#### Set task A
Translate this sentence from the MAP policy article into Spanish: "For those unfamiliar, MAP stands for minimum advertised price."
#### Set task B
In the MAP policy article, what harm does setting the MAP too low do?
#### Set task C
List every kind of building that the MAP policy article names in its architect example.

#### Passage shown
Key Questions to Consider When Building A MAP Policy

For those unfamiliar, MAP stands for minimum advertised price. It’s a legal agreement in the U.S. between manufacturers and retailers to not advertise their products below a certain price.

An architect has to keep two aspects in mind when creating a physical space: aesthetics, and utility. The building has to excite the eyes and draw interest, but it also needs to be practical. The architect also needs to keep the building’s intentions in mind when designing it. For example, most libraries appear modest and stoic, while most museums and art galleries are flashier and exciting on the exterior.

For brands and manufacturers, building a MAP policy is similar to this. Understanding your brand identity is one of the biggest factors in finding the perfect policy to set up with retailers.

Many brands and manufacturers have a hard time finding the “right price” to set as their MAP for retailers. Setting it too high can scare retailers away, especially since the online retail industry is hyper-competitive. Setting it too low can hurt brand value, giving new brands less of a chance at positioning themselves as “luxurious.” Luckily, Wiser’s new infographic can help manufacturers create the best MAP policy for their brand.

Look to the Competition

Unless you’re an incredibly well-established brand, most retailers will avoid purchasing from you if your MAP is significantly higher than your competitors. Competitor pricing data should inform your pricing as a manufacturer, especially if you’re selling commodity goods. It’s difficult to differentiate yourself as a commodity manufacturer, and this makes it hard to justify a premium price.

#### Recorded information

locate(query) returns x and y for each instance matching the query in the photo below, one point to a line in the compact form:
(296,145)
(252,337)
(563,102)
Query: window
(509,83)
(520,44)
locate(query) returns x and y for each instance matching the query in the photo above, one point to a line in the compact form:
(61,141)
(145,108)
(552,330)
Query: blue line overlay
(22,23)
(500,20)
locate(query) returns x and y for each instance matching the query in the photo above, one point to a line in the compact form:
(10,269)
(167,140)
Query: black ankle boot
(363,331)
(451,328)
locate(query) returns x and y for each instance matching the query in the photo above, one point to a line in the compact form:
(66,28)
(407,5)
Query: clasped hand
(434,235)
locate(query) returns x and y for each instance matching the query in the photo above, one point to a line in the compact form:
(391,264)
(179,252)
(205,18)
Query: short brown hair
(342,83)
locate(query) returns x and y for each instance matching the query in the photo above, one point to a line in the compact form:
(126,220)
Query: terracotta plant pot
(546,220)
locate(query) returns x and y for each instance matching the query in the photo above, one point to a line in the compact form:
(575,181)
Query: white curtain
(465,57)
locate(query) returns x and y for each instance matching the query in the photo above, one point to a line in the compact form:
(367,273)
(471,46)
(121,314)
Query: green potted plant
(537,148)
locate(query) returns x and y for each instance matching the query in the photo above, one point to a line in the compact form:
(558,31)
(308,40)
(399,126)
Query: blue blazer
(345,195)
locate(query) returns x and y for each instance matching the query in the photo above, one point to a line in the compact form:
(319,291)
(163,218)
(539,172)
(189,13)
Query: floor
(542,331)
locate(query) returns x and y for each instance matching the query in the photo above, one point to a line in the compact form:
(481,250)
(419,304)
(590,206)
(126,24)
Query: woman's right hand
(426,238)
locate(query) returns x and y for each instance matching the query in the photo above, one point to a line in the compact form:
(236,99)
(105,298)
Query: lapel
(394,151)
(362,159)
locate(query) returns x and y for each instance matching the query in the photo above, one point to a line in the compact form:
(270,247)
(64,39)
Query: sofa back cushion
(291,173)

#### Full output A
Para quienes no lo conocen, MAP significa precio mínimo anunciado.

#### Full output B
It can hurt brand value, giving new brands less of a chance at positioning themselves as "luxurious."

#### Full output C
- Libraries
- Museums
- Art galleries